A ni-Vanuatu doctor stationed in the country's cyclone devastated north says they are in desperate need of more emergency response medical personnel.
Jimmy Obed is with the Emergency Medical Technician (EMT) critical care co-ordination centre responding to Cyclone Harold at Santo's main hospital in Luganville.
Dr Obed is up in Luganville from the capital Port Vila.
"The main reason for me being here is to give assistance to the EMT team here and also to give capacity for relief at the medical ward," he said.
Dr Obed said most of the medical staff in the region are directly affected by the disaster and are also trying to work.
"The management here is giving time off for the spouses to go and try and rebuild and get their things sorted out together," he added.
He said this is placing enormous strain on the system.
Dr Obed said the international community has provided EMT technical assistance and there is a local paramedic service but more boots on the ground are needed.
He said the rural and urban EMT teams need more support.
"Each team has been seeing, you know, the whole community, up to even 200, almost 200 patients and consultations in one day. It's really putting a lot of strain on the human resource here."

(Dataset excerpts):

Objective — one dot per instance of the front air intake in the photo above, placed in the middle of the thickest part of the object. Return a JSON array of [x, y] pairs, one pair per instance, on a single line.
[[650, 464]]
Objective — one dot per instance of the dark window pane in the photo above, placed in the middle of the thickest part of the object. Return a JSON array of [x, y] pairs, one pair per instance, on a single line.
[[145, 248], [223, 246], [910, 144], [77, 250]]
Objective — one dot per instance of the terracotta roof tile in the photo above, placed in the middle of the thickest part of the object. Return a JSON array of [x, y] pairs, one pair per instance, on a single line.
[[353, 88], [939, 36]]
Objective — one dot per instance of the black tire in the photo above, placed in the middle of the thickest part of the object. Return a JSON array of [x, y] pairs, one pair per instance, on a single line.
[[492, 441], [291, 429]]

(Task list):
A: According to the Cyclone Harold report, where is the EMT critical care co-ordination centre that Jimmy Obed works with?
B: Continue the Cyclone Harold report from where it stops.

(Results of the exercise):
A: At Santo's main hospital in Luganville.

B:
The biggest challenge for EMT medicine in the north, Dr Obed said, is getting enough human resource and the medical supplies so they can deploy to remote areas in need of medical services.
"We haven't been able to send teams out yet to the rural areas because we don't have any supplies and rations and things like that to deploy people for more than three days," he explained.
Reports of diarrhoea and conjunctivitis in the rural areas are a concern, Dr Jim said, along with the secondary health impacts of the cyclone.
Further, a rapid assessment on rural medical supplies and health facilities, he said, has found them damaged and compromised by the storm and that has yet to be addressed.